• [DIRECTIONS] Please set down, word for word, the part of the DNA match text below that begins at the words "But none of" and stops after the words "a future breakthrough.".

• [TEXT EXCERPT]
- Opening Delimiter -
Whoever is in your DNA match list today, you shouldn't expect a tremendous increase in the future. And the reason so many of your DNA matches have no tree or don't answer you is simple. They aren't interested. The kit was a gift, they went along with it, they saw their pie chart and said, "So what?"

This past weekend I worked on one of my 2020 Genealogy Goals. I tried to figure out my connection to someone in my DNA match list who had a family tree. I've figured out a lot of them already. I spent my time working on a 4th cousin who'd reached out to me on Facebook a while back.

I know the connection is there, but missing documents are keeping it secret.
I know the connection is there, but missing documents are keeping it secret.

I told her that her grandmother's maiden name was my grandmother's maiden name. She was Concetta Sarracino. I found Concetta's 1887 birth record in my vital record collection. I found her 2 siblings, her parents, her aunt and uncle, 3 grandparents, and 1 great grandparent.

Free to use.
Free to use.
But none of them tied into my family tree. The Sarracino family is from a town with records that don't go back before 1861. I tried to find any loose threads that might tie me to this loose branch. Concetta came to America with her husband and 3 children. I have their ship manifest. Her 1st cousin Angelo was already in New York City. I built out his part of the family, too.

Now I've got dozens of people in my tree, closely related to my DNA match. But their profile pictures are my "No Relationship Established" graphic. Once again, I had to put this branch aside and hope for a future breakthrough.

As I was about to quit playing with my family tree for the day, someone sent me a message on Ancestry. My family tree kept coming up in her search results over and over. She gave me a handful of names, and I went to her tree.

While her family names are clearly from my grandfather's hometown, she is not in my match list. But she is in my dad's match list. It's a distant relationship. Between the DNA and those last very familiar names, I wanted to know more.

In her family tree I saw 2 last names that are important in my family tree: Pozzuto and Zeolla.

These 2 names seem to hold the hidden DNA connection between my mother and father. I've been trying to find my parents' distant cousin connection by adding those names to my family tree. Last year I added every Pozzuto baby from my vital records collection to my family tree. This year's goal is to add every Zeolla baby.

This past weekend I found that I am connected to this DNA match's great grandmother. I can't see her 1875 birth record because that year is missing from the records collection. But I have her parents' and siblings' records. Filomena Zeolla, born in 1875, is my 3rd cousin 4 times removed.

That doesn't help me figure out my parents' DNA connection. But it does extend my family tree into an area I couldn't reach before. I had no way to know about Filomena because there are no 1875 birth records. I had no way to know she had married a Pozzuto who has a huge branch in my family tree.
- Closing Delimiter -
• [DATA SECTION]
- Opening Delimiter -
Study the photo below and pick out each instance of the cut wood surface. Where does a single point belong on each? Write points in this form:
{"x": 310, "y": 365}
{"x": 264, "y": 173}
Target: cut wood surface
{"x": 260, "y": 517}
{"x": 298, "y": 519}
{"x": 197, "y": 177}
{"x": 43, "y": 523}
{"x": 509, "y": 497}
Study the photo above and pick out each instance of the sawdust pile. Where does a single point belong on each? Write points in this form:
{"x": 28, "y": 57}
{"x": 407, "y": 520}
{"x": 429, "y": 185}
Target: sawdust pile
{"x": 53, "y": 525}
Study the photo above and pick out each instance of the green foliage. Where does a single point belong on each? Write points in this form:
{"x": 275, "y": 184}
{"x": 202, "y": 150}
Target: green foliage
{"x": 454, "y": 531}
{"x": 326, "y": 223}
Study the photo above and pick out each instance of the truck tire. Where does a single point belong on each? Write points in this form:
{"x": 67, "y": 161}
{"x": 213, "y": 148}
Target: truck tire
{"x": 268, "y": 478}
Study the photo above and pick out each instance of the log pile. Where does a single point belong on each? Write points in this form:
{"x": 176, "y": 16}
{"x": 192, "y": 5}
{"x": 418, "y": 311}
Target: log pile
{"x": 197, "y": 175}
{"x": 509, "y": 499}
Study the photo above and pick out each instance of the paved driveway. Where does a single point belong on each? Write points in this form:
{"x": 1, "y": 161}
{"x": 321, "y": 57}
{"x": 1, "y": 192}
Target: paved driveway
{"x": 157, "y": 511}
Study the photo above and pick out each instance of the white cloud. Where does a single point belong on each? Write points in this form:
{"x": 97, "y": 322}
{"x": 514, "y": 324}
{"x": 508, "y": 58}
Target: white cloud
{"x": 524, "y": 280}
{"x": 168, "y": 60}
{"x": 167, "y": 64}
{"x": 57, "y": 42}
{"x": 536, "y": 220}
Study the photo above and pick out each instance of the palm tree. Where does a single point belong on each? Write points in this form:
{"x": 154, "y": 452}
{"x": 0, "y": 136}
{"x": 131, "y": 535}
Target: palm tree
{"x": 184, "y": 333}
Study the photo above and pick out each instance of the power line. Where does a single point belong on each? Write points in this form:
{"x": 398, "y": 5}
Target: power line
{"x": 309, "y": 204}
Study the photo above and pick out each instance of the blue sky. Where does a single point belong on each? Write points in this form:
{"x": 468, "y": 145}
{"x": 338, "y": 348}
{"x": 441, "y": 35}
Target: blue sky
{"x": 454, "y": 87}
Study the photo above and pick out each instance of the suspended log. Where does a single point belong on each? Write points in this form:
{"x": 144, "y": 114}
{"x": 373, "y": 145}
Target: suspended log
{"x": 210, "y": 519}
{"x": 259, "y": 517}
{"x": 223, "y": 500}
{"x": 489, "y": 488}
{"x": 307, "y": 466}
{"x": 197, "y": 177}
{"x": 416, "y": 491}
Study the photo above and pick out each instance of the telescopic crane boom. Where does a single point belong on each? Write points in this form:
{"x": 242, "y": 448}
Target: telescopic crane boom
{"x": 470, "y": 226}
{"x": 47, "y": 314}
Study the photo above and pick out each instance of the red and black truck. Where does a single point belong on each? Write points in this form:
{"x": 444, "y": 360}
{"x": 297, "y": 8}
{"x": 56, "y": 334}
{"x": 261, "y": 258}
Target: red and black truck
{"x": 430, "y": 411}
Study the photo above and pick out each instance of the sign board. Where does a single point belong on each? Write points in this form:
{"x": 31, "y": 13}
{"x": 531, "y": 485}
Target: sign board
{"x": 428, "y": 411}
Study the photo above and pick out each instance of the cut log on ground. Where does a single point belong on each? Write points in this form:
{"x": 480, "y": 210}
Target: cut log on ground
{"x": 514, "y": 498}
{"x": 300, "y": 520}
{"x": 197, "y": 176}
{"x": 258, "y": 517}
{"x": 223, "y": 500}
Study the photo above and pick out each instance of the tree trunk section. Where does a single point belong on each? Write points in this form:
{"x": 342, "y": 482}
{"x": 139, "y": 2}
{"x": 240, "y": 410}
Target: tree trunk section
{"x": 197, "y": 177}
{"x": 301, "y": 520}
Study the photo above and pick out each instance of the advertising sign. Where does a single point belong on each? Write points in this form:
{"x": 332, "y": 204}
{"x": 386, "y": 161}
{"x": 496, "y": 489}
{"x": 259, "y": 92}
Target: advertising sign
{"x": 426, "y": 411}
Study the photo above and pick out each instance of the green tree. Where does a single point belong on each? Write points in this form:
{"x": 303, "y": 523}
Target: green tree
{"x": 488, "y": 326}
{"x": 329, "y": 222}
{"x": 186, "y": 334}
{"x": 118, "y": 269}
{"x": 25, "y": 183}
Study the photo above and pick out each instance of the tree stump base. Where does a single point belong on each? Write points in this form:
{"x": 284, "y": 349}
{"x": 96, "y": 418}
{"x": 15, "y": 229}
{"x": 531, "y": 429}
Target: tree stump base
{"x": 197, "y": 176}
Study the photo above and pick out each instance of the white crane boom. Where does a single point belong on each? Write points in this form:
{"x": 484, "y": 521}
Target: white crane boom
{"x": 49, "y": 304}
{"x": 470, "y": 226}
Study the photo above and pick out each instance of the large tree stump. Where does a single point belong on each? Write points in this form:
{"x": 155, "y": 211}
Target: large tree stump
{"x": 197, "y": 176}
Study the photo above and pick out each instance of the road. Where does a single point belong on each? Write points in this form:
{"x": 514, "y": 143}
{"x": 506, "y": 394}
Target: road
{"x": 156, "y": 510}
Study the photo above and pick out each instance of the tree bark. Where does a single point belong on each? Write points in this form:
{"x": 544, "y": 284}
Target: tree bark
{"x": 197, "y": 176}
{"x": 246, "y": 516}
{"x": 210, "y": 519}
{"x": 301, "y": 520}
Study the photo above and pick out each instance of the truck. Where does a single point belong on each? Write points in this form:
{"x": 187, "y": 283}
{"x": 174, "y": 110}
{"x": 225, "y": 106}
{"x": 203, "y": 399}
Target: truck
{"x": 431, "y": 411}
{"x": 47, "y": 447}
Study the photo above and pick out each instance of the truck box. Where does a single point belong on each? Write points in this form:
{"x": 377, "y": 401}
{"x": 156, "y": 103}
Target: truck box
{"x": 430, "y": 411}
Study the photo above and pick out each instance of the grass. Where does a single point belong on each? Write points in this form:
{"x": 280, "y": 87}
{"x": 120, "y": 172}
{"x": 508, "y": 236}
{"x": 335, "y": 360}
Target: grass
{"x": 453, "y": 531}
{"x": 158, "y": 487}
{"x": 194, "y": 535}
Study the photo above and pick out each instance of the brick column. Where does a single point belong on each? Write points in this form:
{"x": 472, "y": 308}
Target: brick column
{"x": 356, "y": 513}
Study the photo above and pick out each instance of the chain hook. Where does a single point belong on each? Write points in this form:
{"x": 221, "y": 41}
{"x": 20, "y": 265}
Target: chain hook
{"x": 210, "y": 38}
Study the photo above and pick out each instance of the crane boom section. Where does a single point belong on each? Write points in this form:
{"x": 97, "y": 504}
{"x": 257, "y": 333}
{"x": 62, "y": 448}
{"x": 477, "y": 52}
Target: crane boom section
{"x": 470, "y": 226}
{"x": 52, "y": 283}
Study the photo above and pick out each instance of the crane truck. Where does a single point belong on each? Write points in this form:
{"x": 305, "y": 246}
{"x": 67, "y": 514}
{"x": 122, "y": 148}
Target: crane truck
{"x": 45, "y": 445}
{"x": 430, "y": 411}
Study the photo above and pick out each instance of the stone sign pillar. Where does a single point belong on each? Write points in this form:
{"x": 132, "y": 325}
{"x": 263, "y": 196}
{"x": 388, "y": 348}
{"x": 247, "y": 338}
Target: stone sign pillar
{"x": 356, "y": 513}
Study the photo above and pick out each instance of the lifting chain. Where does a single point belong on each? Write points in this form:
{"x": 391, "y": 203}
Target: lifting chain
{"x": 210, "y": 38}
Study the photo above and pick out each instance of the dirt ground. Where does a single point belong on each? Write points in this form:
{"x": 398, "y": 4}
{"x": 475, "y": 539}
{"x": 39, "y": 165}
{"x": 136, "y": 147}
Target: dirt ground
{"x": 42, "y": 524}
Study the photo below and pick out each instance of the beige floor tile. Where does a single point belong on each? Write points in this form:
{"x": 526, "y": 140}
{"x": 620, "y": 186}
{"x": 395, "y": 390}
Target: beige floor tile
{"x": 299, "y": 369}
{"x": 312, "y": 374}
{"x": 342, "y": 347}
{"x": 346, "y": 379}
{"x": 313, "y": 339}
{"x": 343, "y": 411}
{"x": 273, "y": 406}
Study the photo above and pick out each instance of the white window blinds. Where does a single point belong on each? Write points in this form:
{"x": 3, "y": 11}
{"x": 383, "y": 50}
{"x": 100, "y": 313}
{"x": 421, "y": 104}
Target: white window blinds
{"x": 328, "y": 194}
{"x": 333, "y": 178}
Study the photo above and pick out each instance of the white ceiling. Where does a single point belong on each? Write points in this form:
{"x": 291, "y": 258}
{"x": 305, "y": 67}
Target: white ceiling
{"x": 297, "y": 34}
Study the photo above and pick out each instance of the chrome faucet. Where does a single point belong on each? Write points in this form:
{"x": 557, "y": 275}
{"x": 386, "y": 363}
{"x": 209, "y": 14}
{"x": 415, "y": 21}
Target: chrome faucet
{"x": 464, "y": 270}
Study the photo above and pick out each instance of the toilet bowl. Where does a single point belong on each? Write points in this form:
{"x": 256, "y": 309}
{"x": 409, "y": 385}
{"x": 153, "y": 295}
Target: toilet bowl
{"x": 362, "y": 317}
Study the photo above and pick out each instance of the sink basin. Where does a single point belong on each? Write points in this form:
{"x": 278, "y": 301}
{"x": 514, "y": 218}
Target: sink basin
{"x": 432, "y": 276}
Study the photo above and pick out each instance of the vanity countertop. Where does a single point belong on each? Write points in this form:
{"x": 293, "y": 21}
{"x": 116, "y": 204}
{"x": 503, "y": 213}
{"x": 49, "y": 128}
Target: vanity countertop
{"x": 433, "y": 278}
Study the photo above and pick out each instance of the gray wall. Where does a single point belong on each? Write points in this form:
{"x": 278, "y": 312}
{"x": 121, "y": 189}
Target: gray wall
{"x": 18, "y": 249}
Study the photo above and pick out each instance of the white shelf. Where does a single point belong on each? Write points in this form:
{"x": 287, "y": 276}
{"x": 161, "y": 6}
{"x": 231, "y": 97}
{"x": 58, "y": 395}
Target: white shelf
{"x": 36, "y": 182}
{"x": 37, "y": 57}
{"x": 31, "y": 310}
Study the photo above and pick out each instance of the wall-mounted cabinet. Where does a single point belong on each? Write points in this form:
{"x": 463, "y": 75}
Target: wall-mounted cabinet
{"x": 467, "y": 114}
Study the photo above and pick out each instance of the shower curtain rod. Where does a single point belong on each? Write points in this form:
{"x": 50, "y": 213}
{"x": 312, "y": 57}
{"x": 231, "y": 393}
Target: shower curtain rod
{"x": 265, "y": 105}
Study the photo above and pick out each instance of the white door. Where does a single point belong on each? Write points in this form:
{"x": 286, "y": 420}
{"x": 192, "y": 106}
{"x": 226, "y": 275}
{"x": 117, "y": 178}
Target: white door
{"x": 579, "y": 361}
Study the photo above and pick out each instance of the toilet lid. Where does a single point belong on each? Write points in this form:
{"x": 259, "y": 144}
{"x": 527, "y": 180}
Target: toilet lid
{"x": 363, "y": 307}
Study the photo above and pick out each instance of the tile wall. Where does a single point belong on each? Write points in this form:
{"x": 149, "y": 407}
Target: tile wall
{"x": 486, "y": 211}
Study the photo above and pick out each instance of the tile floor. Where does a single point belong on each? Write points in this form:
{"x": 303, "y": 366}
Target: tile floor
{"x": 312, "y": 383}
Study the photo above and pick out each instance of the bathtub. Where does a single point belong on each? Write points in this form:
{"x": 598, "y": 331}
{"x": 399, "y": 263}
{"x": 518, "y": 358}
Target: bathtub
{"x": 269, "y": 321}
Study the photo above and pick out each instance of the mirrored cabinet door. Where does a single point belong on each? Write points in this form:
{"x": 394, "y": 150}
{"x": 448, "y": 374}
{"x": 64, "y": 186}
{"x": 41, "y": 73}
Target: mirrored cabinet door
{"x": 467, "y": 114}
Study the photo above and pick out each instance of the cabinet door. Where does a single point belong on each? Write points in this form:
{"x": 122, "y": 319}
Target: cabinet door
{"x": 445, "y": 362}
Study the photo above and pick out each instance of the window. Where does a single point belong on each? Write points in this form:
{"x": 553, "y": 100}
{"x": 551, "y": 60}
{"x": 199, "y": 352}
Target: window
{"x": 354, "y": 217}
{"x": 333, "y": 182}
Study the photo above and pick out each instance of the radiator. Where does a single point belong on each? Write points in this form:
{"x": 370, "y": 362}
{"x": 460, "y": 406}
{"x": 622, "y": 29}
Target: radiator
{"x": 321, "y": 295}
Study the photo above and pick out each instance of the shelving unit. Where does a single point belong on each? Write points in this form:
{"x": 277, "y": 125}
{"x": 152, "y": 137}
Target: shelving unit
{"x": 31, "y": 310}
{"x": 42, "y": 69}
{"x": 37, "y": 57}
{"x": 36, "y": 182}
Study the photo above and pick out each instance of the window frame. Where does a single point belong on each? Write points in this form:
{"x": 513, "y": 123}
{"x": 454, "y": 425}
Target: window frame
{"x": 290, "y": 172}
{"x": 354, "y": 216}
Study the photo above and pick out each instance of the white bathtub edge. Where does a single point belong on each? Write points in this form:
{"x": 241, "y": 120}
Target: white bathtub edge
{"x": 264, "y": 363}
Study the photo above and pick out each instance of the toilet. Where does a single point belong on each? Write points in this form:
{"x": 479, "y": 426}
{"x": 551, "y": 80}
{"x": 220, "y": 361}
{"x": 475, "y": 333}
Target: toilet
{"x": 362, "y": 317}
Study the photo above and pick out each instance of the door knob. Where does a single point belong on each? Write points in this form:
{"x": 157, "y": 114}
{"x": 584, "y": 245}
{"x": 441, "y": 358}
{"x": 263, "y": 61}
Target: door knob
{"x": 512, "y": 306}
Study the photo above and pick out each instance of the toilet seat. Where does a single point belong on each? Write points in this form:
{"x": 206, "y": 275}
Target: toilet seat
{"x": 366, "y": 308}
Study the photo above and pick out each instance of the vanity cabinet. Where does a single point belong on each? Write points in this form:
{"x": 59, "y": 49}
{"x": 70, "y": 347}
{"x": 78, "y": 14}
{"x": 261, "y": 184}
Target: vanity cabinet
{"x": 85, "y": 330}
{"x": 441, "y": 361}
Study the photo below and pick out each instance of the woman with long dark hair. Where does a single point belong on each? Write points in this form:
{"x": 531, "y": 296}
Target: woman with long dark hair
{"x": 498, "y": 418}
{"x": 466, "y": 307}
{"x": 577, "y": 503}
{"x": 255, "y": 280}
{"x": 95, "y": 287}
- Closing Delimiter -
• [SOLUTION TO THE PROBLEM]
But none of them tied into my family tree. The Sarracino family is from a town with records that don't go back before 1861. I tried to find any loose threads that might tie me to this loose branch. Concetta came to America with her husband and 3 children. I have their ship manifest. Her 1st cousin Angelo was already in New York City. I built out his part of the family, too.

Now I've got dozens of people in my tree, closely related to my DNA match. But their profile pictures are my "No Relationship Established" graphic. Once again, I had to put this branch aside and hope for a future breakthrough.